*** Dataset excerpts ***

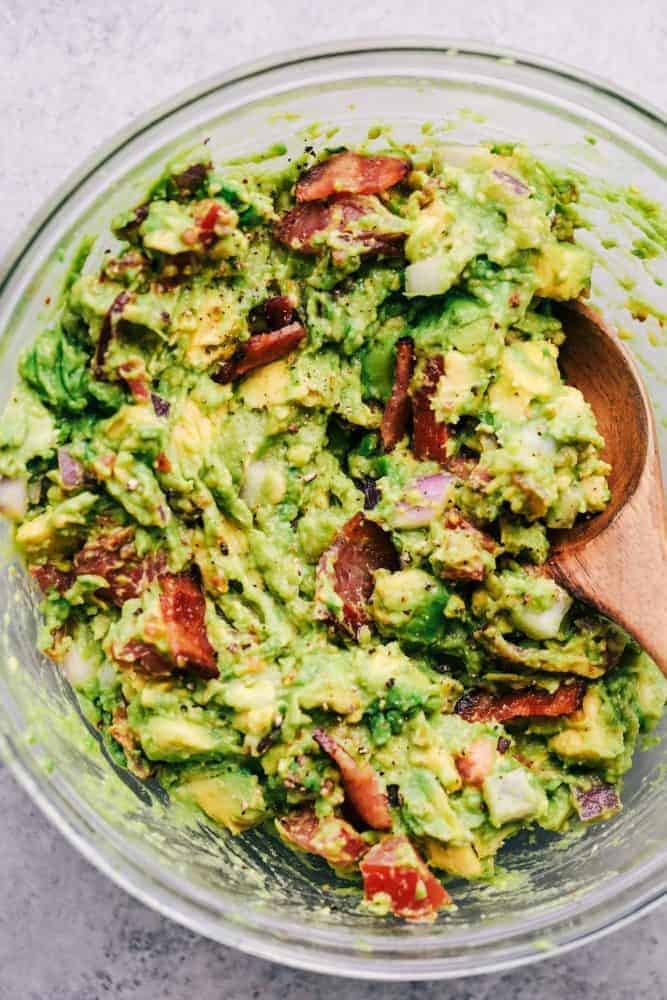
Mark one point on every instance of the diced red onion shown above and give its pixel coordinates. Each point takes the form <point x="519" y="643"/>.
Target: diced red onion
<point x="596" y="802"/>
<point x="434" y="490"/>
<point x="161" y="406"/>
<point x="71" y="470"/>
<point x="13" y="498"/>
<point x="510" y="181"/>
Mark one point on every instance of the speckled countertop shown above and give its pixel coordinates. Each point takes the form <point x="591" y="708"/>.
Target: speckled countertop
<point x="71" y="73"/>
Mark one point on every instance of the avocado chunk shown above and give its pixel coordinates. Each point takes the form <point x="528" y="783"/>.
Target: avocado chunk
<point x="409" y="604"/>
<point x="233" y="798"/>
<point x="563" y="270"/>
<point x="164" y="738"/>
<point x="593" y="734"/>
<point x="458" y="859"/>
<point x="427" y="810"/>
<point x="514" y="795"/>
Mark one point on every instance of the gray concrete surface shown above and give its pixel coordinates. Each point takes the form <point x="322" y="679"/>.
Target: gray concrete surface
<point x="70" y="74"/>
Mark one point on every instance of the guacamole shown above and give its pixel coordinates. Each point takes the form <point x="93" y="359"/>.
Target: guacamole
<point x="285" y="468"/>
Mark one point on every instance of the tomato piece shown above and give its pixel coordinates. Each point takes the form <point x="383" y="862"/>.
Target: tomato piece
<point x="351" y="173"/>
<point x="483" y="706"/>
<point x="394" y="869"/>
<point x="429" y="436"/>
<point x="261" y="349"/>
<point x="299" y="227"/>
<point x="477" y="762"/>
<point x="112" y="556"/>
<point x="183" y="609"/>
<point x="397" y="411"/>
<point x="144" y="658"/>
<point x="330" y="838"/>
<point x="361" y="783"/>
<point x="361" y="548"/>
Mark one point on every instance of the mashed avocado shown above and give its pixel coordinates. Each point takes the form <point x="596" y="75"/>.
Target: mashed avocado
<point x="285" y="468"/>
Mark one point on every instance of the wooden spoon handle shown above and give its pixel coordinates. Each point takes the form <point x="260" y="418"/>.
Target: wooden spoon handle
<point x="622" y="572"/>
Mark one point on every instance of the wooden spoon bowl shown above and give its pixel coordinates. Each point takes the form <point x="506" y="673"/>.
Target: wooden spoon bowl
<point x="617" y="560"/>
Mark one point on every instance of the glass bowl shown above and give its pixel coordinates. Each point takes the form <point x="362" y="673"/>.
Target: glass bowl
<point x="556" y="893"/>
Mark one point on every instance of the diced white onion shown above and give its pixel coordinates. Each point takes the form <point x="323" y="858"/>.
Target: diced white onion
<point x="78" y="670"/>
<point x="542" y="624"/>
<point x="427" y="277"/>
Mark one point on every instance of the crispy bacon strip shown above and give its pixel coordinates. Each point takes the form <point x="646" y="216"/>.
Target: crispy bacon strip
<point x="483" y="706"/>
<point x="394" y="869"/>
<point x="361" y="548"/>
<point x="351" y="173"/>
<point x="299" y="227"/>
<point x="361" y="783"/>
<point x="397" y="411"/>
<point x="429" y="436"/>
<point x="183" y="616"/>
<point x="109" y="323"/>
<point x="272" y="314"/>
<point x="49" y="576"/>
<point x="184" y="608"/>
<point x="114" y="557"/>
<point x="123" y="734"/>
<point x="331" y="838"/>
<point x="477" y="762"/>
<point x="261" y="349"/>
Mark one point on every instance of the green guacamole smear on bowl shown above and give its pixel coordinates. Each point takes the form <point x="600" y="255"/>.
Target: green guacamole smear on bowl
<point x="285" y="470"/>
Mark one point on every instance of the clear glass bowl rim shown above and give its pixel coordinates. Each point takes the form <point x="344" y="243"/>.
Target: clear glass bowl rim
<point x="287" y="943"/>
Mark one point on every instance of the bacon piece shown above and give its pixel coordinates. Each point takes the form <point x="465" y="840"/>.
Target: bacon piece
<point x="48" y="577"/>
<point x="474" y="568"/>
<point x="394" y="869"/>
<point x="109" y="324"/>
<point x="299" y="227"/>
<point x="123" y="734"/>
<point x="351" y="173"/>
<point x="184" y="608"/>
<point x="597" y="801"/>
<point x="183" y="622"/>
<point x="113" y="557"/>
<point x="360" y="781"/>
<point x="477" y="762"/>
<point x="331" y="838"/>
<point x="429" y="436"/>
<point x="190" y="179"/>
<point x="134" y="376"/>
<point x="261" y="349"/>
<point x="145" y="658"/>
<point x="361" y="548"/>
<point x="483" y="706"/>
<point x="397" y="411"/>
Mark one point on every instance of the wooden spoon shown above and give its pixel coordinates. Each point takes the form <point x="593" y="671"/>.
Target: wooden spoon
<point x="617" y="560"/>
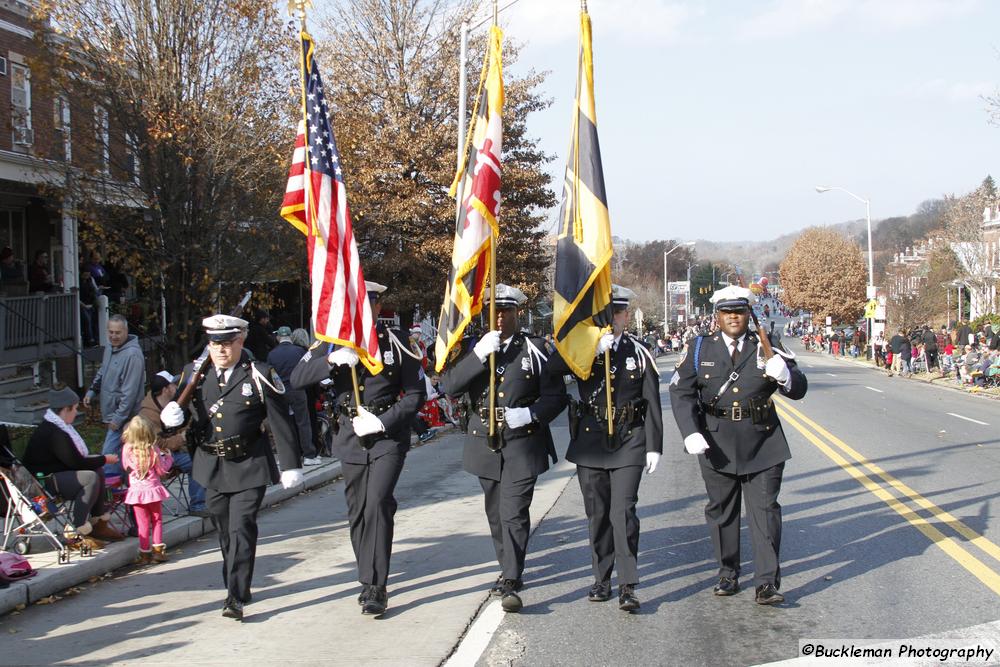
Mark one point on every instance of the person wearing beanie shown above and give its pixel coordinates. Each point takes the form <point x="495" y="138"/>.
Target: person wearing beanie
<point x="57" y="452"/>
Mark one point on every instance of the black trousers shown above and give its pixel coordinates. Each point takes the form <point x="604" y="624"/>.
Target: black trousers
<point x="609" y="496"/>
<point x="235" y="519"/>
<point x="371" y="508"/>
<point x="507" y="504"/>
<point x="760" y="492"/>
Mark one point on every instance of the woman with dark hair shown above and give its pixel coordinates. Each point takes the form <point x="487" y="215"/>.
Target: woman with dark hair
<point x="57" y="452"/>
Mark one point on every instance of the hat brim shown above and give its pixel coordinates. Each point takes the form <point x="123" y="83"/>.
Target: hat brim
<point x="223" y="336"/>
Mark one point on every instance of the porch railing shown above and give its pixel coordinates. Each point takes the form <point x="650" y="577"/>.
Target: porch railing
<point x="38" y="326"/>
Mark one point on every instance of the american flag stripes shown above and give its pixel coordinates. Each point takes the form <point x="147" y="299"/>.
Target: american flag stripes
<point x="316" y="204"/>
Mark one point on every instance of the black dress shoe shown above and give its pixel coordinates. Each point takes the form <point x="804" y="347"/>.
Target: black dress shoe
<point x="627" y="601"/>
<point x="233" y="609"/>
<point x="600" y="592"/>
<point x="768" y="594"/>
<point x="727" y="586"/>
<point x="509" y="599"/>
<point x="376" y="602"/>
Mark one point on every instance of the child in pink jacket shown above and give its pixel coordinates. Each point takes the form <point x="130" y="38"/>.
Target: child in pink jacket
<point x="145" y="463"/>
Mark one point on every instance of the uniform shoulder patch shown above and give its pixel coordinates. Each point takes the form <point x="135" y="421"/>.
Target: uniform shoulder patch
<point x="279" y="386"/>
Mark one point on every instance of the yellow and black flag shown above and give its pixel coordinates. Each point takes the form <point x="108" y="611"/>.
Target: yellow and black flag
<point x="582" y="300"/>
<point x="477" y="226"/>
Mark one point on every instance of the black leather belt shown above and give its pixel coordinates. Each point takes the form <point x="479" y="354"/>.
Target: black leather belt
<point x="757" y="411"/>
<point x="234" y="447"/>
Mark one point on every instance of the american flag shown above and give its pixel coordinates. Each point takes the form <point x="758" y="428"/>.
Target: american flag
<point x="316" y="204"/>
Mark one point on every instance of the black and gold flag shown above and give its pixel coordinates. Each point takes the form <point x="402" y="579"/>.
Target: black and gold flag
<point x="582" y="301"/>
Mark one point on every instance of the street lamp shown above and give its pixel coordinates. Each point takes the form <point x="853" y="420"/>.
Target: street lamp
<point x="666" y="304"/>
<point x="871" y="263"/>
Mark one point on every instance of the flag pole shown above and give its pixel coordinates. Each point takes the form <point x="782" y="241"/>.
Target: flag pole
<point x="493" y="436"/>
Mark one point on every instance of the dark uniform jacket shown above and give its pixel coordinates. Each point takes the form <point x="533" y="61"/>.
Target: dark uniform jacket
<point x="635" y="381"/>
<point x="394" y="395"/>
<point x="522" y="381"/>
<point x="735" y="447"/>
<point x="50" y="450"/>
<point x="240" y="409"/>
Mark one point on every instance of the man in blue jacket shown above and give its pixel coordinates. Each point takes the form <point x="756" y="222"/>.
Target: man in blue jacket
<point x="121" y="385"/>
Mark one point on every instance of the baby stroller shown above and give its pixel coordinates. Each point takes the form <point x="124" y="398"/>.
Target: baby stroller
<point x="27" y="508"/>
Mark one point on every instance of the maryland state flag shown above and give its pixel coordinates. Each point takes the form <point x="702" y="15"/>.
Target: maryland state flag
<point x="476" y="227"/>
<point x="582" y="301"/>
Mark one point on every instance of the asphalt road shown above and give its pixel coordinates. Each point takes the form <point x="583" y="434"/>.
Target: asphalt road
<point x="853" y="566"/>
<point x="889" y="533"/>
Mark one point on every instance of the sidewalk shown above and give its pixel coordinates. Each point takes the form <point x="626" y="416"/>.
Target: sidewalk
<point x="927" y="378"/>
<point x="54" y="577"/>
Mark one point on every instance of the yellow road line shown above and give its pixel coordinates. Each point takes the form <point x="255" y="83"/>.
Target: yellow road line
<point x="946" y="517"/>
<point x="975" y="566"/>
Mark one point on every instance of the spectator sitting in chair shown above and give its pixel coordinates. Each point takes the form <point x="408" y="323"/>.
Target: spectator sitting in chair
<point x="59" y="453"/>
<point x="162" y="389"/>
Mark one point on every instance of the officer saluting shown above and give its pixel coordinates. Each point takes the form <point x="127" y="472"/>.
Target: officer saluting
<point x="721" y="399"/>
<point x="371" y="441"/>
<point x="610" y="468"/>
<point x="232" y="454"/>
<point x="527" y="399"/>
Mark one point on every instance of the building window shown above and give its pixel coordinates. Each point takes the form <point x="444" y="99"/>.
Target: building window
<point x="132" y="157"/>
<point x="61" y="121"/>
<point x="20" y="102"/>
<point x="103" y="139"/>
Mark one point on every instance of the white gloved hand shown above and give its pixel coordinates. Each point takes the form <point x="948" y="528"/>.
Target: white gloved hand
<point x="605" y="343"/>
<point x="696" y="444"/>
<point x="489" y="343"/>
<point x="172" y="415"/>
<point x="517" y="417"/>
<point x="343" y="356"/>
<point x="366" y="423"/>
<point x="777" y="369"/>
<point x="292" y="478"/>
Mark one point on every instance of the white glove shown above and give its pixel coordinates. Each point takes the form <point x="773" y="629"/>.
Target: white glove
<point x="291" y="478"/>
<point x="696" y="444"/>
<point x="605" y="343"/>
<point x="488" y="344"/>
<point x="366" y="423"/>
<point x="777" y="369"/>
<point x="172" y="415"/>
<point x="343" y="356"/>
<point x="517" y="417"/>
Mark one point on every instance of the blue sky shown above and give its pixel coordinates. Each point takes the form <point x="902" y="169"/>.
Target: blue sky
<point x="718" y="118"/>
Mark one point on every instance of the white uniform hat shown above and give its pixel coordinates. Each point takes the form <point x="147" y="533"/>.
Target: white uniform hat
<point x="733" y="297"/>
<point x="221" y="328"/>
<point x="509" y="297"/>
<point x="621" y="296"/>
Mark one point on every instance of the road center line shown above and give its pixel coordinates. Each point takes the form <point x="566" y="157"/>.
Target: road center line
<point x="968" y="419"/>
<point x="975" y="566"/>
<point x="949" y="519"/>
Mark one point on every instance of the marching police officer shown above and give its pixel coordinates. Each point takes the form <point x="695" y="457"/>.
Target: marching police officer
<point x="610" y="467"/>
<point x="527" y="399"/>
<point x="371" y="441"/>
<point x="232" y="454"/>
<point x="721" y="399"/>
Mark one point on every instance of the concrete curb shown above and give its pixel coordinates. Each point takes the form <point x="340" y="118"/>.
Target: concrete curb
<point x="55" y="578"/>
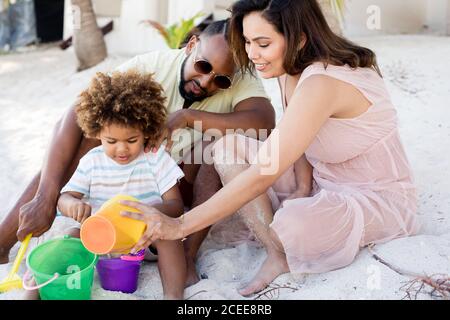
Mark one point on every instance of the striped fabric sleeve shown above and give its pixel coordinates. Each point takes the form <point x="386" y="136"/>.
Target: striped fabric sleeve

***

_Task details_
Rescale the records from the line with "Mark one point on every instance of the concrete" through the end of the records, copying every line again with the requests included and leaving the pictures out. Multiply each point's x and y coordinates in the answers by 0.25 and round to whole numbers, with halves going up. Leave the numbers in the requests unchanged.

_Final result_
Mark one point on every instance of the concrete curb shown above and give its pixel coordinates. Each point takes the form <point x="340" y="118"/>.
Target: concrete curb
<point x="14" y="145"/>
Mark one point on every instance of the striped fabric sleeve shown above and give its pixel coordinates. Each point takes the form <point x="386" y="136"/>.
Target: striped fabric sleeve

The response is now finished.